(Dataset excerpts)

----------

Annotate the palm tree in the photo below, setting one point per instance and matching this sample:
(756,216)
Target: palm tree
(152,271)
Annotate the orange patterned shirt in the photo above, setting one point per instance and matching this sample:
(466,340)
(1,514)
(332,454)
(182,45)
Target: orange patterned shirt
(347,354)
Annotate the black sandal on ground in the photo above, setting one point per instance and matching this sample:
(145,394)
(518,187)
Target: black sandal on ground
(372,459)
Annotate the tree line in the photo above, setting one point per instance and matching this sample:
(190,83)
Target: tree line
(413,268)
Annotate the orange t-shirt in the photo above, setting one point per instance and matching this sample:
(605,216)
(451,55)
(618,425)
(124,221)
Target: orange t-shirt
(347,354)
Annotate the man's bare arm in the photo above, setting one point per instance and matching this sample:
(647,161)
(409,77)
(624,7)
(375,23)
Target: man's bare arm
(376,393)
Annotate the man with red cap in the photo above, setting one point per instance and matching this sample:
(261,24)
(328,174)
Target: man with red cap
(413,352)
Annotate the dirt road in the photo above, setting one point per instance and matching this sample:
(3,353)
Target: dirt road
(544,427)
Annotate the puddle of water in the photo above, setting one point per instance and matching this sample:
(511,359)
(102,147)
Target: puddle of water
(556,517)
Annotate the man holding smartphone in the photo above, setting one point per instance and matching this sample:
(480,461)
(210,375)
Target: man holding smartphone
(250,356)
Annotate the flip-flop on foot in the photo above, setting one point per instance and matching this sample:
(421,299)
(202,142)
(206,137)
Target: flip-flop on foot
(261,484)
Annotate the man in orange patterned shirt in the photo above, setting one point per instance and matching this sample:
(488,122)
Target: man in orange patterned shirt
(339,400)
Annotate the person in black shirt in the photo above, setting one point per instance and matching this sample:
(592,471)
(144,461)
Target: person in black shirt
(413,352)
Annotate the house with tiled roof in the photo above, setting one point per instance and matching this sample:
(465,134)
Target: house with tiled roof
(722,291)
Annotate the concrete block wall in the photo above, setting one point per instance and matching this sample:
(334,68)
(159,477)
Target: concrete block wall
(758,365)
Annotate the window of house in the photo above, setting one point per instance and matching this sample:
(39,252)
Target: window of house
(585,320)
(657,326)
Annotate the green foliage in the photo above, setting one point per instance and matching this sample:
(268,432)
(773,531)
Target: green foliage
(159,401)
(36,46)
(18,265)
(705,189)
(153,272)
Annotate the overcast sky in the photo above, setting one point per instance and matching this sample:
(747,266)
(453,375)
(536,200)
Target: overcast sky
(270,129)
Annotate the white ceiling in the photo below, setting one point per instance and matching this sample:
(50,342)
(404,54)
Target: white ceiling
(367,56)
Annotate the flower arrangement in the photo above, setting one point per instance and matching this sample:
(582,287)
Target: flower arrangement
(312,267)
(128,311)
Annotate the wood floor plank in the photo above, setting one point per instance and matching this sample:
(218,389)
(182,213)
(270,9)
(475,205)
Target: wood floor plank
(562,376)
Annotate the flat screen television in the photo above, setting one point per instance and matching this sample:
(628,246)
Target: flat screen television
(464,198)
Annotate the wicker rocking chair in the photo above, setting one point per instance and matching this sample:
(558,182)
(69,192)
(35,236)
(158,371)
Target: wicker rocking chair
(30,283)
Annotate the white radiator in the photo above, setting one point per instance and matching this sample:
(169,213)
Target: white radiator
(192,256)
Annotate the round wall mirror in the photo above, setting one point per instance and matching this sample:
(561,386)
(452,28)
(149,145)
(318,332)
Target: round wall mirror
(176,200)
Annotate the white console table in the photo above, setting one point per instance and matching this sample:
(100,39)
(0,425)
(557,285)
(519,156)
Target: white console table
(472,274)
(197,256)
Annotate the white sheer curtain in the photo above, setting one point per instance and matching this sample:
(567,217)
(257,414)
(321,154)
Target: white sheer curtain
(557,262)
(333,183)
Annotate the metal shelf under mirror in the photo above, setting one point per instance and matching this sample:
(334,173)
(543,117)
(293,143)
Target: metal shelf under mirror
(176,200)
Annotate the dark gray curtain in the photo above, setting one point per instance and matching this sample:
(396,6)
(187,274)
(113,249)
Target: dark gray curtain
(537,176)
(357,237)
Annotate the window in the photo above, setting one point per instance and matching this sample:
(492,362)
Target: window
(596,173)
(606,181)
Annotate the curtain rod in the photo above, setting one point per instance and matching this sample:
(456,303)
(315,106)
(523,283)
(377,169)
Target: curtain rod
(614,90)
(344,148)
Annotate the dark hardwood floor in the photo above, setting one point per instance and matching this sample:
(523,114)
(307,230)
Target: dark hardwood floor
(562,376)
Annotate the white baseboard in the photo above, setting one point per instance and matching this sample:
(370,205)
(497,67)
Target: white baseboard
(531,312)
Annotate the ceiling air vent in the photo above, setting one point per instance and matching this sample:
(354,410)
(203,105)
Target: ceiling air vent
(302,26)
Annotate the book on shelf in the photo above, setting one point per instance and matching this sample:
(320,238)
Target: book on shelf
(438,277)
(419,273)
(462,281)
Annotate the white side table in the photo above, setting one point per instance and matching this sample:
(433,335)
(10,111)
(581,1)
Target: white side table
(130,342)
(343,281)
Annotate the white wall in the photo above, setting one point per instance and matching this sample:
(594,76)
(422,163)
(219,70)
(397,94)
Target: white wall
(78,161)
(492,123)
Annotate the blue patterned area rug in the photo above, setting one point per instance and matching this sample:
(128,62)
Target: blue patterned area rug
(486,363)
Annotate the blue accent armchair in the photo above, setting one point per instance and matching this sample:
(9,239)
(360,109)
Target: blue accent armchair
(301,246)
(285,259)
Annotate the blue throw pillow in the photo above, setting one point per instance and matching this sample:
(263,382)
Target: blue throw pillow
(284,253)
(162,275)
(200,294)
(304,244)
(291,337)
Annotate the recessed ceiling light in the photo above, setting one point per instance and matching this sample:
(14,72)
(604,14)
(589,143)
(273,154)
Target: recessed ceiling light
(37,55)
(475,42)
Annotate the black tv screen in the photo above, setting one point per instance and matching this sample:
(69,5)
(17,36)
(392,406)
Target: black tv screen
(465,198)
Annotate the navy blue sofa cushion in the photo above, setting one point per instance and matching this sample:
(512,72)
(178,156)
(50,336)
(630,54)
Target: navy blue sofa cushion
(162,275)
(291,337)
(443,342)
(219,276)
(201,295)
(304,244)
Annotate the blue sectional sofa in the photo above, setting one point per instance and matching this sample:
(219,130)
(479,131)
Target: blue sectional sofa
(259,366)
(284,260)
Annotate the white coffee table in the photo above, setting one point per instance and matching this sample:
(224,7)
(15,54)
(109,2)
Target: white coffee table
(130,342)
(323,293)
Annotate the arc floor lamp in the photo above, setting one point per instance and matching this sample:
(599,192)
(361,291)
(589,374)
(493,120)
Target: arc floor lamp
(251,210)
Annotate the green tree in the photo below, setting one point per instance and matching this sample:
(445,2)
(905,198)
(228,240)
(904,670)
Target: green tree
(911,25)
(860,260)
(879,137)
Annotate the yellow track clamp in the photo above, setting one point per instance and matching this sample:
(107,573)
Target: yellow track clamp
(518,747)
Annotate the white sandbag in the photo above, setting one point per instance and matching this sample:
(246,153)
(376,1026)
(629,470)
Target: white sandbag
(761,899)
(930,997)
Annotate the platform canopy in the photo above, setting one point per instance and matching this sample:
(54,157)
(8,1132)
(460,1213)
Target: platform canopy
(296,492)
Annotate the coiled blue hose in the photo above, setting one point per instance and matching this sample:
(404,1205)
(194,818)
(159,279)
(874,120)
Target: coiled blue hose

----------

● Required action: Nothing may be dropped or altered. Copy every line above.

● Solution to the problem:
Annotate the palm tree in the photo below, setting one point per instance and matching this sample:
(756,216)
Target: palm tree
(152,271)
Annotate the orange patterned shirt in the photo above, setting one point per instance and matching this sample:
(466,340)
(1,514)
(332,454)
(182,45)
Target: orange patterned shirt
(347,354)
Annotate the black sandal on ground in the photo above, setting one point per instance and matching this sample:
(145,394)
(518,187)
Target: black sandal on ground
(372,459)
Annotate the tree line in the photo above, setting one point per instance and matching this sample:
(190,83)
Target: tree line
(413,268)
Annotate the orange t-shirt in the photo above, setting one point per instance and matching this sample:
(605,216)
(451,55)
(618,425)
(124,221)
Target: orange t-shirt
(347,354)
Annotate the man's bare arm in the photo above, setting one point per instance and matching this sample:
(647,161)
(409,77)
(624,7)
(375,23)
Target: man's bare arm
(376,393)
Annotate the man with red cap in the photo above, setting one point per instance and matching this sample:
(261,24)
(328,174)
Target: man with red cap
(413,352)
Annotate the dirt road in the photo above, setting one point per instance and matching this sample:
(3,353)
Target: dirt road
(544,427)
Annotate the puddle of water in the photo above, setting one point per instance and matching this sample:
(511,359)
(102,147)
Target: puddle of water
(556,517)
Annotate the man holding smartphone in the photo above, setting one point per instance and matching this sample:
(480,461)
(210,375)
Target: man holding smartphone
(250,356)
Annotate the flip-flop on foot in the photo above, setting one point per instance and matching this sample:
(421,299)
(202,142)
(206,137)
Target: flip-flop on foot
(261,484)
Annotate the man in orange patterned shirt in the photo above, setting one point per instance and matching this sample:
(488,122)
Target: man in orange patterned shirt
(339,400)
Annotate the person in black shirt in the photo above, setting one point per instance and matching this sample:
(592,471)
(144,461)
Target: person in black shirt
(413,352)
Annotate the house with tiled roof in the photo above, setting one point per instance and matching this sample:
(465,134)
Target: house with tiled roof
(722,291)
Annotate the concrete block wall in the photo above, setting one point per instance and matching this sample:
(334,68)
(159,477)
Target: concrete block wall
(758,365)
Annotate the window of house in the photo above, setting one point per instance and matching this sample:
(39,252)
Target: window of house
(585,320)
(657,326)
Annotate the green foliage in the photo above, setting one point per instance and matching this sample:
(268,432)
(773,531)
Target: green foliage
(159,401)
(36,46)
(18,265)
(705,189)
(153,272)
Annotate the overcast sky in the photo above, setting one point per instance and matching this sample:
(747,266)
(453,375)
(536,200)
Target: overcast sky
(270,129)
Annotate the white ceiling in the photo below, setting one point per instance and matching this sample:
(50,342)
(404,54)
Target: white ceiling
(367,56)
Annotate the flower arrangement in the photo above, setting one point per instance and matching this sample:
(582,287)
Target: flower arrangement
(312,267)
(128,311)
Annotate the wood floor plank in the photo above, setting one point per instance and matching this sample:
(218,389)
(182,213)
(270,9)
(475,205)
Target: wood floor plank
(562,376)
Annotate the flat screen television in the photo above, setting one point per instance and matching this sample:
(628,246)
Target: flat screen television
(464,198)
Annotate the wicker rocking chair in the photo above, setting one point per instance and matching this sample:
(558,182)
(69,192)
(35,236)
(158,371)
Target: wicker rocking chair
(30,283)
Annotate the white radiator in the photo above, setting one point per instance and matching this sample:
(169,213)
Target: white radiator
(192,256)
Annotate the round wall mirror in the photo above, setting one point per instance and matching this sample:
(561,386)
(452,28)
(149,145)
(318,332)
Target: round wall mirror
(176,200)
Annotate the white console table in the photo above, setting one point per instance and matching this sample:
(100,39)
(0,425)
(557,285)
(519,156)
Target: white console table
(472,274)
(197,256)
Annotate the white sheer curtain in the photo above, setting one point per instance and matching this sample:
(567,217)
(257,414)
(321,154)
Target: white sheer curtain
(557,262)
(333,183)
Annotate the metal shelf under mirror in the photo above, setting one point per instance and matching this sample:
(334,173)
(543,117)
(293,143)
Target: metal shelf under mirror
(176,200)
Annotate the dark gray curtain in the photo above, setting one point per instance and matching this sample:
(396,6)
(187,274)
(113,249)
Target: dark gray curtain
(537,176)
(357,237)
Annotate the window in the photo above, setting one point per instance and matching this sample:
(492,362)
Target: window
(596,173)
(606,181)
Annotate the curtain rod in the photo above, setting one point per instance and matching this sample:
(456,303)
(315,106)
(523,283)
(377,169)
Target: curtain rod
(614,90)
(344,148)
Annotate the dark hardwood floor in the photo above, setting one point per instance and matching this sample:
(523,114)
(307,230)
Target: dark hardwood floor
(562,376)
Annotate the white baseboard in the photo above, setting one point per instance and matching this sample:
(370,205)
(497,67)
Target: white baseboard
(531,312)
Annotate the ceiling air vent in the photo above, setting one point per instance and matching this sample:
(354,410)
(203,105)
Target: ceiling air vent
(302,26)
Annotate the book on shelf in the photo above, setting one point per instance and matching this sample:
(320,238)
Target: book on shelf
(438,277)
(419,273)
(462,281)
Annotate the white side table in the photo above, setting one point per instance and matching this sample:
(433,335)
(10,111)
(581,1)
Target: white side table
(130,342)
(343,281)
Annotate the white wall in the photo above, setting one point per instance and matching this sample:
(594,76)
(422,163)
(219,70)
(397,94)
Target: white wall
(78,161)
(492,123)
Annotate the blue patterned area rug in the photo above, setting one point per instance and matching this sample:
(128,62)
Target: blue patterned area rug
(486,363)
Annotate the blue accent armchair in the photo above, setting one point per instance and matching this sample:
(9,239)
(360,109)
Target: blue accent armchair
(301,246)
(285,259)
Annotate the blue throw pillow in the photo above, setting one point per instance and matching this sample:
(263,382)
Target: blue throw pillow
(284,253)
(162,275)
(200,294)
(304,244)
(291,337)
Annotate the recessed ceiling light in the photo above, setting one point per instance and matching this sample:
(14,72)
(604,14)
(589,143)
(273,154)
Target: recessed ceiling light
(37,55)
(475,42)
Annotate the black tv screen in the photo above, setting one point per instance and matching this sample:
(69,5)
(17,36)
(392,406)
Target: black tv screen
(465,198)
Annotate the navy blue sofa cushion in the photo above, setting one point per instance and matching this sample:
(512,72)
(178,156)
(50,336)
(630,54)
Target: navy blue sofa cushion
(162,275)
(291,337)
(443,342)
(219,276)
(201,295)
(304,244)
Annotate the blue sectional sofa in the photo above, setting one point per instance and matching this sample:
(219,130)
(479,131)
Target: blue sectional sofa
(259,366)
(284,260)
Annotate the white coffee table in the photo above, setting one point per instance and matching this sample:
(224,7)
(15,54)
(109,2)
Target: white coffee table
(130,342)
(323,293)
Annotate the arc floor lamp in the photo above, setting one point per instance and matching this sample:
(599,192)
(361,291)
(589,374)
(493,120)
Target: arc floor lamp
(251,210)
Annotate the green tree in the photo below, setting one point per instance and matching this sample:
(445,2)
(905,198)
(228,240)
(904,670)
Target: green tree
(911,25)
(860,260)
(879,137)
Annotate the yellow track clamp in the photo above, setting one point per instance and matching this sample:
(107,573)
Target: yellow track clamp
(518,747)
Annotate the white sandbag in the photo above, setting one point per instance and matching this sample:
(246,153)
(376,1026)
(629,470)
Target: white sandbag
(761,899)
(930,997)
Annotate the platform canopy in the photo above, setting one point per instance and matching this sample:
(54,157)
(8,1132)
(460,1213)
Target: platform canopy
(296,492)
Annotate the coiled blue hose in the photo above, setting one point per instance and matching this sample:
(404,1205)
(194,818)
(159,279)
(874,120)
Target: coiled blue hose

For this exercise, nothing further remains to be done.